Work instructions: Collect every line of the records below that contains the word "blue" and copy each one in full.

Supplied records:
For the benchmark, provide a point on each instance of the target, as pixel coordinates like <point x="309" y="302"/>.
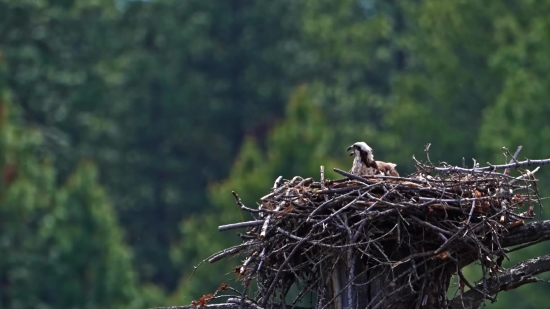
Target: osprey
<point x="365" y="165"/>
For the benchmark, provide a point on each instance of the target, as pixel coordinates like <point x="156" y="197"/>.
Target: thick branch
<point x="231" y="304"/>
<point x="532" y="232"/>
<point x="511" y="278"/>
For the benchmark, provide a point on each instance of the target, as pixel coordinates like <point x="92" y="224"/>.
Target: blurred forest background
<point x="125" y="125"/>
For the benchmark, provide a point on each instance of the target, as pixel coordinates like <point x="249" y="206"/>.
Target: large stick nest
<point x="305" y="229"/>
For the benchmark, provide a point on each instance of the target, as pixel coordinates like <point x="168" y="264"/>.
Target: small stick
<point x="494" y="167"/>
<point x="233" y="226"/>
<point x="277" y="182"/>
<point x="514" y="159"/>
<point x="267" y="220"/>
<point x="471" y="212"/>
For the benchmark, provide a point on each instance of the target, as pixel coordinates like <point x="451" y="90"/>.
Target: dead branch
<point x="509" y="279"/>
<point x="372" y="241"/>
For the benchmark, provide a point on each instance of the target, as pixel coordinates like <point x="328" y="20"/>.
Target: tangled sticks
<point x="381" y="242"/>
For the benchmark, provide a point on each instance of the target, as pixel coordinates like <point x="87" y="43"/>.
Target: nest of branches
<point x="362" y="241"/>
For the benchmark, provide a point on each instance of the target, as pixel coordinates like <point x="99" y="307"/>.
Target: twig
<point x="239" y="225"/>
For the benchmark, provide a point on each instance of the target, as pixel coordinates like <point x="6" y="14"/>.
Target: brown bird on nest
<point x="365" y="165"/>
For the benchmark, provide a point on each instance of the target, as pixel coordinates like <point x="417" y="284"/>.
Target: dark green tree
<point x="298" y="145"/>
<point x="61" y="246"/>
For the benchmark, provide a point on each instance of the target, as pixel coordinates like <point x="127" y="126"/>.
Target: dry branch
<point x="373" y="241"/>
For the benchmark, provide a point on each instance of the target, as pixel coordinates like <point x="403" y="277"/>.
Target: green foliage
<point x="61" y="245"/>
<point x="296" y="146"/>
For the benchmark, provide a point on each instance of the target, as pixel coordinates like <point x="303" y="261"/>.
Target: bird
<point x="365" y="165"/>
<point x="387" y="168"/>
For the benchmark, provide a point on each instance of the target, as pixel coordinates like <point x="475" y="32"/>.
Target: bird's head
<point x="360" y="147"/>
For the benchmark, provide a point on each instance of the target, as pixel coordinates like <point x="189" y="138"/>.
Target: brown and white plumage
<point x="387" y="168"/>
<point x="365" y="165"/>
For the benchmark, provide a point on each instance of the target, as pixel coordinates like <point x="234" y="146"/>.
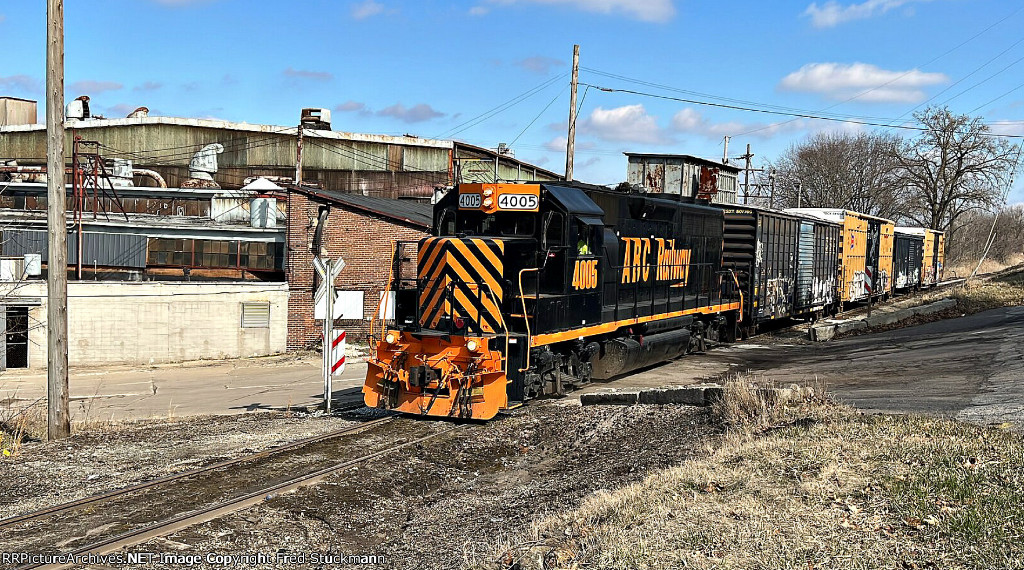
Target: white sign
<point x="347" y="305"/>
<point x="338" y="343"/>
<point x="469" y="201"/>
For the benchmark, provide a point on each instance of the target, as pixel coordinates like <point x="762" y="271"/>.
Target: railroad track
<point x="104" y="497"/>
<point x="139" y="531"/>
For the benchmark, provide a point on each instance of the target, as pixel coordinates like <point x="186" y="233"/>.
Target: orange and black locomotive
<point x="530" y="290"/>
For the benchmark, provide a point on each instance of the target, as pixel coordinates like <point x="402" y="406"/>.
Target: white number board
<point x="469" y="201"/>
<point x="517" y="202"/>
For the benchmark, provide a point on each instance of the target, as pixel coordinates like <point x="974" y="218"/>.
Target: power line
<point x="546" y="107"/>
<point x="781" y="113"/>
<point x="501" y="107"/>
<point x="925" y="64"/>
<point x="961" y="80"/>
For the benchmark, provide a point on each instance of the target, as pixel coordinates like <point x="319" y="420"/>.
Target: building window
<point x="15" y="338"/>
<point x="256" y="314"/>
<point x="216" y="254"/>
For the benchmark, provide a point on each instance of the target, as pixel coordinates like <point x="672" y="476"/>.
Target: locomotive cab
<point x="530" y="290"/>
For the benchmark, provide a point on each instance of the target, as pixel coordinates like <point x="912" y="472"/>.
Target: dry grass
<point x="807" y="484"/>
<point x="965" y="268"/>
<point x="20" y="425"/>
<point x="1000" y="291"/>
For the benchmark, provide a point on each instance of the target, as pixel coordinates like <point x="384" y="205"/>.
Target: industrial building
<point x="188" y="238"/>
<point x="396" y="167"/>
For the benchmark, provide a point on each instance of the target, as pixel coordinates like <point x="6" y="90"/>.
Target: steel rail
<point x="200" y="516"/>
<point x="103" y="497"/>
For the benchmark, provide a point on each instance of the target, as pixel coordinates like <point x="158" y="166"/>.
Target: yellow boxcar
<point x="933" y="256"/>
<point x="865" y="253"/>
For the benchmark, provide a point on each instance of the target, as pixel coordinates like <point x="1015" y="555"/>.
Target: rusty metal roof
<point x="418" y="214"/>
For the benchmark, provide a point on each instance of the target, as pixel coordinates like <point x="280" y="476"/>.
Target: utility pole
<point x="298" y="156"/>
<point x="570" y="144"/>
<point x="57" y="418"/>
<point x="747" y="173"/>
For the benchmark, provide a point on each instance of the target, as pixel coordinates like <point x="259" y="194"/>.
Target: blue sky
<point x="428" y="68"/>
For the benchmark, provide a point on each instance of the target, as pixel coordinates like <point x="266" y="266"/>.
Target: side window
<point x="445" y="226"/>
<point x="588" y="237"/>
<point x="554" y="229"/>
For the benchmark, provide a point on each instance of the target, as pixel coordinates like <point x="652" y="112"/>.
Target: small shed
<point x="680" y="174"/>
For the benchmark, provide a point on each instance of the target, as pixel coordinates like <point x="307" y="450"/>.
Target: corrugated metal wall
<point x="107" y="250"/>
<point x="677" y="176"/>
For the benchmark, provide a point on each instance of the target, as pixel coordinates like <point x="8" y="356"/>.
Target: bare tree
<point x="954" y="167"/>
<point x="842" y="170"/>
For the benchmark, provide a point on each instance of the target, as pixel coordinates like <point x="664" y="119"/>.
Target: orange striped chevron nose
<point x="461" y="279"/>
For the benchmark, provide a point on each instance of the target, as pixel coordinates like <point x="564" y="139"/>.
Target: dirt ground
<point x="41" y="474"/>
<point x="437" y="505"/>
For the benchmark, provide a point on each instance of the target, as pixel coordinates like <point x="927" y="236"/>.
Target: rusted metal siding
<point x="16" y="112"/>
<point x="676" y="175"/>
<point x="373" y="168"/>
<point x="907" y="260"/>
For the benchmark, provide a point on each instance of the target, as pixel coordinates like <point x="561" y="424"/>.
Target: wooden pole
<point x="747" y="174"/>
<point x="298" y="156"/>
<point x="57" y="417"/>
<point x="570" y="144"/>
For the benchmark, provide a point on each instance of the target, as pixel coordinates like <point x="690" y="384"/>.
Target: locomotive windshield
<point x="508" y="224"/>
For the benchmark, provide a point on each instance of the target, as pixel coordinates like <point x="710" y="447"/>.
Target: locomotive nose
<point x="461" y="285"/>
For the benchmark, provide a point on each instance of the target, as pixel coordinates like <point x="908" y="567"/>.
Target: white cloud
<point x="842" y="81"/>
<point x="624" y="124"/>
<point x="306" y="74"/>
<point x="367" y="9"/>
<point x="148" y="86"/>
<point x="89" y="86"/>
<point x="557" y="144"/>
<point x="415" y="114"/>
<point x="691" y="121"/>
<point x="644" y="10"/>
<point x="833" y="13"/>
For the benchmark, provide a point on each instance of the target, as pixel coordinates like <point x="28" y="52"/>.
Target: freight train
<point x="530" y="290"/>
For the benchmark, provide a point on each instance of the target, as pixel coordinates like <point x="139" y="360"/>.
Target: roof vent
<point x="79" y="108"/>
<point x="318" y="119"/>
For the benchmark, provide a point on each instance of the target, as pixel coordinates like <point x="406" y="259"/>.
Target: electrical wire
<point x="501" y="107"/>
<point x="781" y="113"/>
<point x="553" y="99"/>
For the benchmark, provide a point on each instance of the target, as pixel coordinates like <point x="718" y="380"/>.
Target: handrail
<point x="390" y="279"/>
<point x="735" y="279"/>
<point x="525" y="317"/>
<point x="501" y="316"/>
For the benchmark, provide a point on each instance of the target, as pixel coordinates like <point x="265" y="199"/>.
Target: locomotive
<point x="531" y="290"/>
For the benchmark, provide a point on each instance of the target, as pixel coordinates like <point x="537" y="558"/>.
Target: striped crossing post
<point x="328" y="271"/>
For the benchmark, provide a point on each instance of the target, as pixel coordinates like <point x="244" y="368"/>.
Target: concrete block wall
<point x="363" y="239"/>
<point x="152" y="322"/>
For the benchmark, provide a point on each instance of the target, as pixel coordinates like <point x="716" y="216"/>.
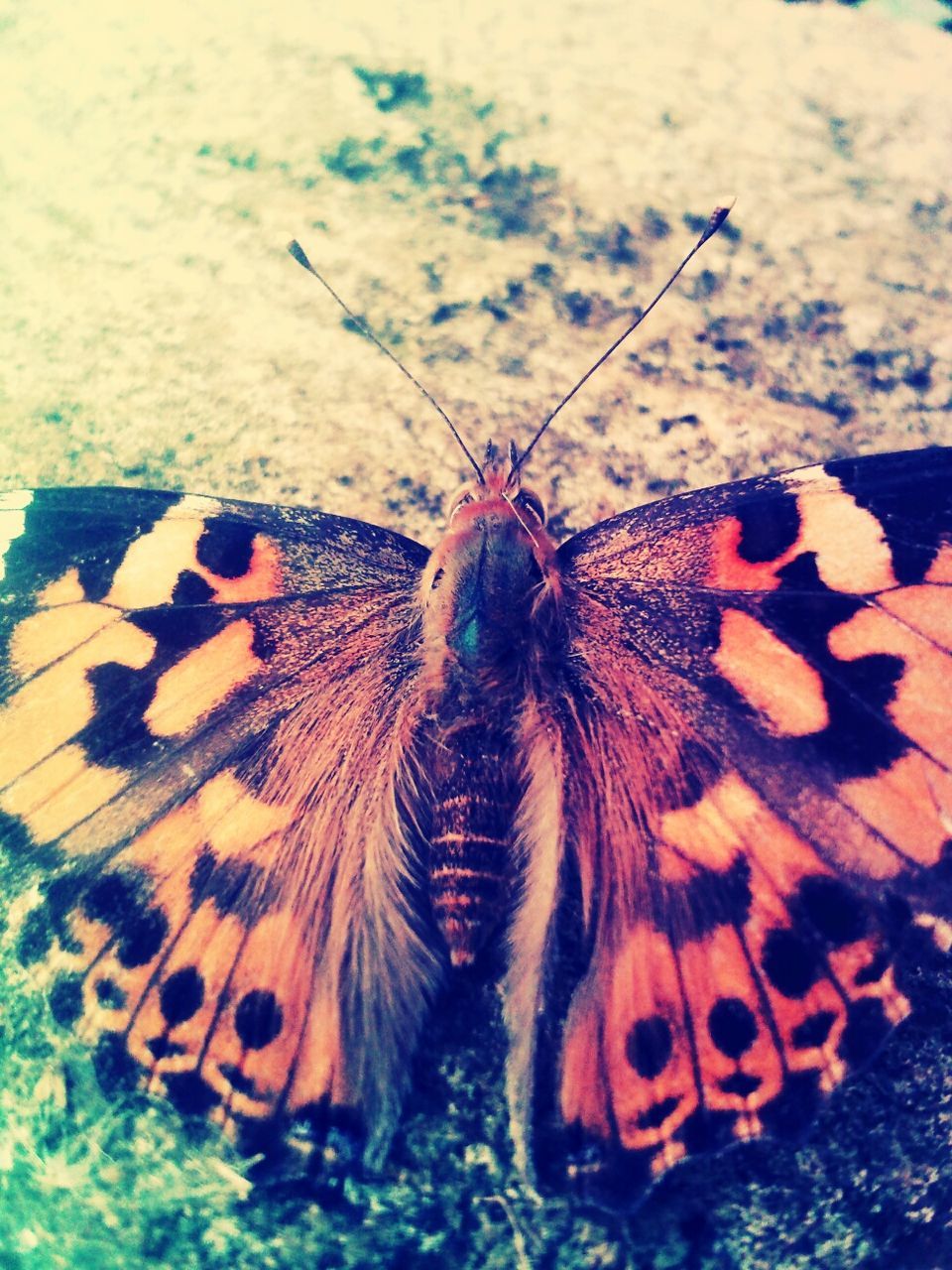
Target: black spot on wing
<point x="258" y="1019"/>
<point x="835" y="912"/>
<point x="867" y="1028"/>
<point x="180" y="996"/>
<point x="177" y="631"/>
<point x="789" y="962"/>
<point x="858" y="739"/>
<point x="190" y="588"/>
<point x="117" y="734"/>
<point x="740" y="1083"/>
<point x="649" y="1046"/>
<point x="731" y="1026"/>
<point x="910" y="495"/>
<point x="109" y="993"/>
<point x="226" y="547"/>
<point x="769" y="526"/>
<point x="235" y="887"/>
<point x="688" y="911"/>
<point x="140" y="929"/>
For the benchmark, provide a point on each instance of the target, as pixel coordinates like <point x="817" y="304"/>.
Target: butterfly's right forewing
<point x="207" y="738"/>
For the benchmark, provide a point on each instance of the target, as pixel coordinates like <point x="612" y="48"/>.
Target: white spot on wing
<point x="13" y="521"/>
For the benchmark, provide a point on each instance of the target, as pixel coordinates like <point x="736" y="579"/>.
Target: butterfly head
<point x="499" y="483"/>
<point x="493" y="571"/>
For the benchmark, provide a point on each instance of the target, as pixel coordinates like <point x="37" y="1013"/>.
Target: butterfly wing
<point x="206" y="742"/>
<point x="754" y="725"/>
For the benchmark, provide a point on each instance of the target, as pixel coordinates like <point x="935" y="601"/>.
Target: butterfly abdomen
<point x="483" y="594"/>
<point x="471" y="864"/>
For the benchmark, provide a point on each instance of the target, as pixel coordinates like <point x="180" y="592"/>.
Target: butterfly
<point x="687" y="776"/>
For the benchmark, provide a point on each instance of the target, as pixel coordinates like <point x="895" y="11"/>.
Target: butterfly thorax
<point x="489" y="588"/>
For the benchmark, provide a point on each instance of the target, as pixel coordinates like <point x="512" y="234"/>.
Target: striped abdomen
<point x="471" y="864"/>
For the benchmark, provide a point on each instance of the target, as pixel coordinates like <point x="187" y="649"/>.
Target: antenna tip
<point x="717" y="217"/>
<point x="298" y="253"/>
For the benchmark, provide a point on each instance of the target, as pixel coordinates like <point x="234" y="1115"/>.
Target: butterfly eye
<point x="532" y="503"/>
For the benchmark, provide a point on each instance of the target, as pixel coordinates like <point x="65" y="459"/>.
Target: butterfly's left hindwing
<point x="207" y="720"/>
<point x="757" y="731"/>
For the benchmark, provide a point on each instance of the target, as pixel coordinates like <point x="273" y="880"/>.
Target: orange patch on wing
<point x="731" y="572"/>
<point x="783" y="688"/>
<point x="202" y="680"/>
<point x="46" y="712"/>
<point x="234" y="820"/>
<point x="919" y="706"/>
<point x="48" y="635"/>
<point x="154" y="562"/>
<point x="717" y="980"/>
<point x="910" y="804"/>
<point x="851" y="550"/>
<point x="277" y="965"/>
<point x="60" y="792"/>
<point x="644" y="1024"/>
<point x="852" y="554"/>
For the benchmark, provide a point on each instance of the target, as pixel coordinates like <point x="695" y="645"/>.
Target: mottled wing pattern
<point x="757" y="729"/>
<point x="204" y="733"/>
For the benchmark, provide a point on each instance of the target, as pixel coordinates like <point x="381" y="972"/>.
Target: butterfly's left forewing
<point x="758" y="753"/>
<point x="207" y="724"/>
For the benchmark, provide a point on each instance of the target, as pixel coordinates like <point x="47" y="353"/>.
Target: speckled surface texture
<point x="493" y="193"/>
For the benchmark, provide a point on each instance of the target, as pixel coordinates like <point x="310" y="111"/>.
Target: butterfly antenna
<point x="298" y="254"/>
<point x="717" y="217"/>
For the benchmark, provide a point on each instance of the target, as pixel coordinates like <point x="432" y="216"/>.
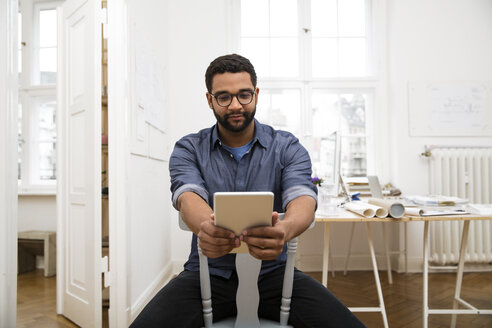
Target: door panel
<point x="79" y="162"/>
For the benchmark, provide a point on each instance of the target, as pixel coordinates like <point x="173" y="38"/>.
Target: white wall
<point x="147" y="177"/>
<point x="427" y="40"/>
<point x="8" y="149"/>
<point x="432" y="41"/>
<point x="197" y="35"/>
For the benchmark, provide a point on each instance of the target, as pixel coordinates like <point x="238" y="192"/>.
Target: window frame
<point x="373" y="84"/>
<point x="28" y="91"/>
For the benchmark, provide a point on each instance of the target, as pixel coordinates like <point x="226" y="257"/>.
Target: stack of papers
<point x="481" y="209"/>
<point x="434" y="212"/>
<point x="436" y="200"/>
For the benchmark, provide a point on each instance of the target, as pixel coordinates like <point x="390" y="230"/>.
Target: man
<point x="240" y="154"/>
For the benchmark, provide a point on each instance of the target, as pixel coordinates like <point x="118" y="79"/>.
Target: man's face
<point x="235" y="117"/>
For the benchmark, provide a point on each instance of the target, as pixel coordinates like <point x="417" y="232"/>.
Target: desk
<point x="346" y="216"/>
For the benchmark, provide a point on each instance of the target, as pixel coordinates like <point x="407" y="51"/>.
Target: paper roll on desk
<point x="414" y="211"/>
<point x="366" y="210"/>
<point x="395" y="209"/>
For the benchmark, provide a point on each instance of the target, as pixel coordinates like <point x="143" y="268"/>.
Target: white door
<point x="79" y="163"/>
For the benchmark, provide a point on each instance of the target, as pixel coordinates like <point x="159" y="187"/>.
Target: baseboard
<point x="178" y="266"/>
<point x="362" y="262"/>
<point x="160" y="281"/>
<point x="357" y="262"/>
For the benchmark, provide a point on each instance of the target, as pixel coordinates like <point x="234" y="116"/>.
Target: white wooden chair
<point x="247" y="297"/>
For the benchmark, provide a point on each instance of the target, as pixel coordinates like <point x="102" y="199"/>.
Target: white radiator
<point x="465" y="173"/>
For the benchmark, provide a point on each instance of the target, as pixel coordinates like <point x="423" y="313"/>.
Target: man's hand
<point x="216" y="241"/>
<point x="266" y="243"/>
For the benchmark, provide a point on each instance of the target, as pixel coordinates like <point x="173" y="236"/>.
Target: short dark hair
<point x="232" y="63"/>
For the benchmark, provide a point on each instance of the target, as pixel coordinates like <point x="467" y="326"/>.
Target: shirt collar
<point x="259" y="135"/>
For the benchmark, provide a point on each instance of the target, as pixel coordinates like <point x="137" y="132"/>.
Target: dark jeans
<point x="179" y="304"/>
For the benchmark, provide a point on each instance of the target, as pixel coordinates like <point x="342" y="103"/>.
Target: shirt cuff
<point x="297" y="191"/>
<point x="189" y="187"/>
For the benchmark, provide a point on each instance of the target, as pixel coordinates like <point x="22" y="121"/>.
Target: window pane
<point x="254" y="18"/>
<point x="283" y="18"/>
<point x="43" y="139"/>
<point x="324" y="19"/>
<point x="47" y="161"/>
<point x="325" y="57"/>
<point x="20" y="140"/>
<point x="351" y="18"/>
<point x="284" y="60"/>
<point x="47" y="65"/>
<point x="258" y="52"/>
<point x="353" y="120"/>
<point x="19" y="46"/>
<point x="353" y="57"/>
<point x="344" y="114"/>
<point x="47" y="28"/>
<point x="280" y="109"/>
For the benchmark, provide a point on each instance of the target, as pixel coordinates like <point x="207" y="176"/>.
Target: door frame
<point x="118" y="153"/>
<point x="8" y="164"/>
<point x="118" y="157"/>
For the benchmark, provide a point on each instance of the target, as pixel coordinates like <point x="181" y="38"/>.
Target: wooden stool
<point x="32" y="243"/>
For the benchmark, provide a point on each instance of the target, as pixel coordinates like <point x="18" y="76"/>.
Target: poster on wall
<point x="449" y="109"/>
<point x="149" y="82"/>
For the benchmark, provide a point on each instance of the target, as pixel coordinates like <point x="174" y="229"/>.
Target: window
<point x="37" y="96"/>
<point x="314" y="64"/>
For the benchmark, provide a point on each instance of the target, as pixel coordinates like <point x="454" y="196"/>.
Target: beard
<point x="224" y="120"/>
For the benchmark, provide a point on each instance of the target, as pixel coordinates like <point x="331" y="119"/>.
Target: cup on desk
<point x="327" y="200"/>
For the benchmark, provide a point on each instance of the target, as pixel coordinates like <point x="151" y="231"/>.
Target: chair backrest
<point x="247" y="297"/>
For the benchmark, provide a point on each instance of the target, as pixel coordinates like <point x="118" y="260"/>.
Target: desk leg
<point x="425" y="301"/>
<point x="386" y="249"/>
<point x="326" y="254"/>
<point x="461" y="264"/>
<point x="406" y="247"/>
<point x="376" y="275"/>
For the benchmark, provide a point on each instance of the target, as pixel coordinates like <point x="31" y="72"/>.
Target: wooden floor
<point x="36" y="298"/>
<point x="36" y="302"/>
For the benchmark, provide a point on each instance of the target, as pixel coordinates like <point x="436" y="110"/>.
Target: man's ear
<point x="209" y="100"/>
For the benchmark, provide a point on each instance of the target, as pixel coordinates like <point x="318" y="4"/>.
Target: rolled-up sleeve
<point x="185" y="175"/>
<point x="296" y="176"/>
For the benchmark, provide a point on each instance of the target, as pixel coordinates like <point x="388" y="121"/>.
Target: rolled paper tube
<point x="360" y="208"/>
<point x="414" y="211"/>
<point x="395" y="209"/>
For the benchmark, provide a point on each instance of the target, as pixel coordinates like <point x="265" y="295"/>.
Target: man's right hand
<point x="216" y="241"/>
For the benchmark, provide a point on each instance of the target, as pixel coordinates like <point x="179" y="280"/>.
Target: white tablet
<point x="237" y="211"/>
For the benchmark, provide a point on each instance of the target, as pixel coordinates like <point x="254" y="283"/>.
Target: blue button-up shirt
<point x="276" y="162"/>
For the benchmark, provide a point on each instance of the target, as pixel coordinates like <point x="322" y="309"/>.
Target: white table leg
<point x="461" y="264"/>
<point x="386" y="249"/>
<point x="406" y="247"/>
<point x="349" y="249"/>
<point x="376" y="275"/>
<point x="425" y="301"/>
<point x="326" y="254"/>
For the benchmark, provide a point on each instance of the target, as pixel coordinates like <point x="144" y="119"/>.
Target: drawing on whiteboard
<point x="454" y="106"/>
<point x="450" y="108"/>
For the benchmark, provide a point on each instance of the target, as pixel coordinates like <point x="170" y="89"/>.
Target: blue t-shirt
<point x="239" y="152"/>
<point x="275" y="162"/>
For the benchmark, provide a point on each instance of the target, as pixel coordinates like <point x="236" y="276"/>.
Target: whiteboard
<point x="447" y="109"/>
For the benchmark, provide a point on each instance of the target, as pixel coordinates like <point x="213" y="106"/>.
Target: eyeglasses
<point x="225" y="99"/>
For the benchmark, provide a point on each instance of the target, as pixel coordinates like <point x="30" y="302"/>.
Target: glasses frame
<point x="252" y="93"/>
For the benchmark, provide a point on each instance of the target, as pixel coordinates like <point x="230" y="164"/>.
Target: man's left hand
<point x="266" y="243"/>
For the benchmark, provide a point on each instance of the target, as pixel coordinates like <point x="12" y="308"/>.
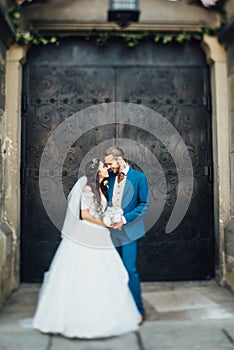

Output below:
Target: blue sky
Target: blue button-up shirt
Target: blue t-shirt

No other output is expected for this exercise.